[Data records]

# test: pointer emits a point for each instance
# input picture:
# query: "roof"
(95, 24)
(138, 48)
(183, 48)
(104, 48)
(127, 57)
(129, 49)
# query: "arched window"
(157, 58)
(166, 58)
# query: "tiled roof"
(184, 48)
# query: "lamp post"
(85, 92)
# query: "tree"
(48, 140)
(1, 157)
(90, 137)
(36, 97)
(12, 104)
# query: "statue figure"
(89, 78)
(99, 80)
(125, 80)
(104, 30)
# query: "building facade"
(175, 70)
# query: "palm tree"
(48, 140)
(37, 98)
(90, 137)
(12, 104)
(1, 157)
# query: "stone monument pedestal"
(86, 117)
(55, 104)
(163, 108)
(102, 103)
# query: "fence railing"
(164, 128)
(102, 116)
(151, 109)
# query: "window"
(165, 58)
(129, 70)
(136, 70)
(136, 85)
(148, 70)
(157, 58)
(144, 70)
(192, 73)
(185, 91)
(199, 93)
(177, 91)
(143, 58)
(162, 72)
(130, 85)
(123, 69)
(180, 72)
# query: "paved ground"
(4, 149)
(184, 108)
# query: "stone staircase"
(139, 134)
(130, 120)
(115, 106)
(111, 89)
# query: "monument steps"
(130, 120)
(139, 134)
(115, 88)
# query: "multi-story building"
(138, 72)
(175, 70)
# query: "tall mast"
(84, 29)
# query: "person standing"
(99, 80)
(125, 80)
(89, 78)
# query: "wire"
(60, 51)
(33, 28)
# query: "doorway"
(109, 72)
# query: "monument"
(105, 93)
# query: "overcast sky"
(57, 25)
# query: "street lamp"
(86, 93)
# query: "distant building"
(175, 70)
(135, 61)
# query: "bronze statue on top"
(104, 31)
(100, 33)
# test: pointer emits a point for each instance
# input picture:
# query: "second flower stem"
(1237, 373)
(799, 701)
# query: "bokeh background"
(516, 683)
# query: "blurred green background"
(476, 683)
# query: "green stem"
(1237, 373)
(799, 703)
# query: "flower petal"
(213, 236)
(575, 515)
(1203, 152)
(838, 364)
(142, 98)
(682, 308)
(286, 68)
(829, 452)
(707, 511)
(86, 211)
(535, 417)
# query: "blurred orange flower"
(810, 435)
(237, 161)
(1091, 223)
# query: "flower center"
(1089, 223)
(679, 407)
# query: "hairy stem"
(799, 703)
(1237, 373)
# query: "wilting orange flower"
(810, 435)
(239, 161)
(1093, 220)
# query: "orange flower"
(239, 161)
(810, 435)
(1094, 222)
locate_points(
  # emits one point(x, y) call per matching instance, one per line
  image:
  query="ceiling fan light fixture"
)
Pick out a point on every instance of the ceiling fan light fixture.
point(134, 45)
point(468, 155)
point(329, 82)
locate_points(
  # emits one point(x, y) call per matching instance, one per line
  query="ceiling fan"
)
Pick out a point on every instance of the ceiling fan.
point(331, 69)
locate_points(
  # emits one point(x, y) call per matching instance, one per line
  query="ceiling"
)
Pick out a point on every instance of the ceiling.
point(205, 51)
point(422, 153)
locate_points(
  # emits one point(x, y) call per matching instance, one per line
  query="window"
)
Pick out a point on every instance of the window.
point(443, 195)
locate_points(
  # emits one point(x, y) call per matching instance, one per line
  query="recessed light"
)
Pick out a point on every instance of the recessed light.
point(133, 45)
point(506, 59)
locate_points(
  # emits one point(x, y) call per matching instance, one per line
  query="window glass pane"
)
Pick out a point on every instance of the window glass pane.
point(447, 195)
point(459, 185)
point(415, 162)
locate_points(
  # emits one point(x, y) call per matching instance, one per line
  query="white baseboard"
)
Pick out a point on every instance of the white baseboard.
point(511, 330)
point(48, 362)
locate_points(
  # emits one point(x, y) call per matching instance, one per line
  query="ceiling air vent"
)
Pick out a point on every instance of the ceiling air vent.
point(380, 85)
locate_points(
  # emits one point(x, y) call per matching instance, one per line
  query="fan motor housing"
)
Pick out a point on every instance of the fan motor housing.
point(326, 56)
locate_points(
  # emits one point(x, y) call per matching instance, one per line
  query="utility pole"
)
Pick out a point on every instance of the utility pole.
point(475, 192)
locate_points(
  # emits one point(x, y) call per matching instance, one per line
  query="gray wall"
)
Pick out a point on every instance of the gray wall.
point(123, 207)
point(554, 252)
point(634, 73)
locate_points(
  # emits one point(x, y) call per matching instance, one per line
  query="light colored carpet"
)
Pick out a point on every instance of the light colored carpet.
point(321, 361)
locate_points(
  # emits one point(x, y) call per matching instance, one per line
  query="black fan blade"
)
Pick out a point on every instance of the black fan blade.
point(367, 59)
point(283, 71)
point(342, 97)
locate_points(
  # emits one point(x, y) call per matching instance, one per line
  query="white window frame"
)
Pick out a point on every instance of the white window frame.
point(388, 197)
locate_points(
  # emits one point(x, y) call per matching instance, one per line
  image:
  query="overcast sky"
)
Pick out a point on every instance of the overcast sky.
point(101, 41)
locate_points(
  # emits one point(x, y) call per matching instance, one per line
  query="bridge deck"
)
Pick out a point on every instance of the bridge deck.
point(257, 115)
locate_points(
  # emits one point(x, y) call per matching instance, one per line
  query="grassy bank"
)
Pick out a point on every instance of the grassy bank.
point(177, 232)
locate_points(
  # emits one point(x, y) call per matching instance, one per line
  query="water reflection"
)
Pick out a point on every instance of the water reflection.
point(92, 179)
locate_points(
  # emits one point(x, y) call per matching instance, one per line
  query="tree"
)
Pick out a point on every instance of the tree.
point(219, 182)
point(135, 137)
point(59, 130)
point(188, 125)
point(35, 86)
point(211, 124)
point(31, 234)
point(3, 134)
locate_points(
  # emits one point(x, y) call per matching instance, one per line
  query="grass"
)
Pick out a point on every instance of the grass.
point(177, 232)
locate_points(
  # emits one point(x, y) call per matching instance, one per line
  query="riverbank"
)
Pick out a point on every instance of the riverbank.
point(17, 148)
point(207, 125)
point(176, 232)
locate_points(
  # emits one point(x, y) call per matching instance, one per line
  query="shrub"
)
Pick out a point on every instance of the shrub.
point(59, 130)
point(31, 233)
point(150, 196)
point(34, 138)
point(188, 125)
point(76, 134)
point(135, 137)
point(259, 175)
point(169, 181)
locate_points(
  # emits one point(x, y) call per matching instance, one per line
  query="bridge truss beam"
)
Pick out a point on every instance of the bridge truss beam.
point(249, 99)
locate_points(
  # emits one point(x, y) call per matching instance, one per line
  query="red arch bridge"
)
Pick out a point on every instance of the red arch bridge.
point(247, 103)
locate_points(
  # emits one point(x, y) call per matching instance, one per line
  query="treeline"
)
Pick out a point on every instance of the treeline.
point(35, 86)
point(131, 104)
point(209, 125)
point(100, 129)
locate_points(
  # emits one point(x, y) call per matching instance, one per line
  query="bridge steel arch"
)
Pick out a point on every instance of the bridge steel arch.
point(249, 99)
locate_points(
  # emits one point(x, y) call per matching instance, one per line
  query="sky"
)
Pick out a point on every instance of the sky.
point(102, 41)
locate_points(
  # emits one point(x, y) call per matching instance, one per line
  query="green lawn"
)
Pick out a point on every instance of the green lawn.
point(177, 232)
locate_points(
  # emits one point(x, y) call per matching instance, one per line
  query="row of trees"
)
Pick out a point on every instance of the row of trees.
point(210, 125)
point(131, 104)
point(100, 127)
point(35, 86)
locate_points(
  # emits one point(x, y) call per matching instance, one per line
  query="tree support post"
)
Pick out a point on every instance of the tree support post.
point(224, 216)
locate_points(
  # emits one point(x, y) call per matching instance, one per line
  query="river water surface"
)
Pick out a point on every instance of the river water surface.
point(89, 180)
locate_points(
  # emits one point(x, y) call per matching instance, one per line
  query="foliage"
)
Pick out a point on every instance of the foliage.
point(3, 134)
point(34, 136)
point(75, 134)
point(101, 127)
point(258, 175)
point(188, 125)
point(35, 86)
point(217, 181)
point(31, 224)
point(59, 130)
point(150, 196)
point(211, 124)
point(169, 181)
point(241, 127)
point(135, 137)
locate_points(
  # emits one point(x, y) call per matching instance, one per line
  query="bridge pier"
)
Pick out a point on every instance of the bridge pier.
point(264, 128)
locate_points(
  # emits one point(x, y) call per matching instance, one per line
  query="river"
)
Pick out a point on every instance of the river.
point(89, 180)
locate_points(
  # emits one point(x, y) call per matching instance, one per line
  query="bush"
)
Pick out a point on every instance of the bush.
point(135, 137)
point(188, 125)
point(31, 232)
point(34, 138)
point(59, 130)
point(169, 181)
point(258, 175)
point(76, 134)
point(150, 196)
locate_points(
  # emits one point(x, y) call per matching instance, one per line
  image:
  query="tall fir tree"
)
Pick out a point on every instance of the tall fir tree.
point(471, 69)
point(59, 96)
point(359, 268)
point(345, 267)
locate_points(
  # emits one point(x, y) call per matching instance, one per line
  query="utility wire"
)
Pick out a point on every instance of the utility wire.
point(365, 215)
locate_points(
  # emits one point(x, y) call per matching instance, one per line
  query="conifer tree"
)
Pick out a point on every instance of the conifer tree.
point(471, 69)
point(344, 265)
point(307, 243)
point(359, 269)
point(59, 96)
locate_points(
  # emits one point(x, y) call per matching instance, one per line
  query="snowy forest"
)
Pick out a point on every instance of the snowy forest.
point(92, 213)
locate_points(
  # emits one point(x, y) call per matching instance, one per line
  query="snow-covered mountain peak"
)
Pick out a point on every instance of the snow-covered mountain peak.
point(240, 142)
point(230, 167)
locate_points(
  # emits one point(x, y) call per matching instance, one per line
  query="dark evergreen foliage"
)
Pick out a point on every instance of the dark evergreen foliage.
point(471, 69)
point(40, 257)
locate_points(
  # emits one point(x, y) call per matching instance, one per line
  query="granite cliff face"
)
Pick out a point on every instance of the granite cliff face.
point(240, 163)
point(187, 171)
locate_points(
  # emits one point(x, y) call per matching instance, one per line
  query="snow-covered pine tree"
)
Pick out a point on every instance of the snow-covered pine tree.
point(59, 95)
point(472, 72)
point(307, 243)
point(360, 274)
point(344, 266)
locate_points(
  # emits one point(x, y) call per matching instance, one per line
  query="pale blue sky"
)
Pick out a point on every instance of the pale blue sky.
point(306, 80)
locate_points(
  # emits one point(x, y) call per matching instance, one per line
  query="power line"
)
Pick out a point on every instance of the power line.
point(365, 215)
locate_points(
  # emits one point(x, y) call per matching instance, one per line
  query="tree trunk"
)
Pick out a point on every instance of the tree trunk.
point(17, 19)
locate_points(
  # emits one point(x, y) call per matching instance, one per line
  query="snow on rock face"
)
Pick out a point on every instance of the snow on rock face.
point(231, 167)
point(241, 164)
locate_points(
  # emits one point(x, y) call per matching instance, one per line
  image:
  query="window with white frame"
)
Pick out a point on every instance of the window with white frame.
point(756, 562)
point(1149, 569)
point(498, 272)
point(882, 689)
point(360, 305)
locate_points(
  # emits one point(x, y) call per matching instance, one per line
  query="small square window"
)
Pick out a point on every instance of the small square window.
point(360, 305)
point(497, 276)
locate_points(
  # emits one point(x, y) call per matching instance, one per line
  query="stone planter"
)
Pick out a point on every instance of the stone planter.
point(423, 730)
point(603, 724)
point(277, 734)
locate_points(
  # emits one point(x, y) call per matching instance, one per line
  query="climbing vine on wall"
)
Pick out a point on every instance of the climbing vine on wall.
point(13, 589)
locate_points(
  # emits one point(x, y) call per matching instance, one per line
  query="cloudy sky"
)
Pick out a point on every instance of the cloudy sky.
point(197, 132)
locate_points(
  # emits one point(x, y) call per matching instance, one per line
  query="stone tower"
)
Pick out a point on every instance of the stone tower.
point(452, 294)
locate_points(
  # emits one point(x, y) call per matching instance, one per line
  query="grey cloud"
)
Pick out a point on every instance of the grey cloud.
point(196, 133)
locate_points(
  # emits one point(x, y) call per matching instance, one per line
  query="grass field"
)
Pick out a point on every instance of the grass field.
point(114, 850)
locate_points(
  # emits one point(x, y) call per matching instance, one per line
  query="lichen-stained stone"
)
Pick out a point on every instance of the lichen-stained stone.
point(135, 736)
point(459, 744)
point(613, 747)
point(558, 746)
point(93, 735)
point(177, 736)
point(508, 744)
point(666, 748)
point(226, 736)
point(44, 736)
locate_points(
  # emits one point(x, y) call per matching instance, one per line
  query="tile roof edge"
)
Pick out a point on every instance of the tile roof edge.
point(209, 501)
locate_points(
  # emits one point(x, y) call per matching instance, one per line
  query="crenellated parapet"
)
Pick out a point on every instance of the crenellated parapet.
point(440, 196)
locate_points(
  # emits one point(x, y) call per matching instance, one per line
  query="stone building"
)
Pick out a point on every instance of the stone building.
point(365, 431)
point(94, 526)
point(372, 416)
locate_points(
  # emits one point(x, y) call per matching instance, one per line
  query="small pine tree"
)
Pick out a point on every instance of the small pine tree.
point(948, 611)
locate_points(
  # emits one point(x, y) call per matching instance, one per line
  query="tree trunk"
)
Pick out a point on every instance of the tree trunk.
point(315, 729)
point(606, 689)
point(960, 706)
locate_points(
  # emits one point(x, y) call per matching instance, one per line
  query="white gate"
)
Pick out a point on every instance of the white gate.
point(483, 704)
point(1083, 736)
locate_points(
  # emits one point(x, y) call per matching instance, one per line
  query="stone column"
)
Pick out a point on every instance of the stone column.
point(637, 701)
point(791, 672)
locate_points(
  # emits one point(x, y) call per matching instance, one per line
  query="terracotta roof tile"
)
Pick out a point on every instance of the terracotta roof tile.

- Problem to work on -
If a line in the records above includes the string "terracotta", copy it.

- Answer to this problem -
  query="terracotta roof tile"
Pick out a point on every instance of the terracotta roof tile.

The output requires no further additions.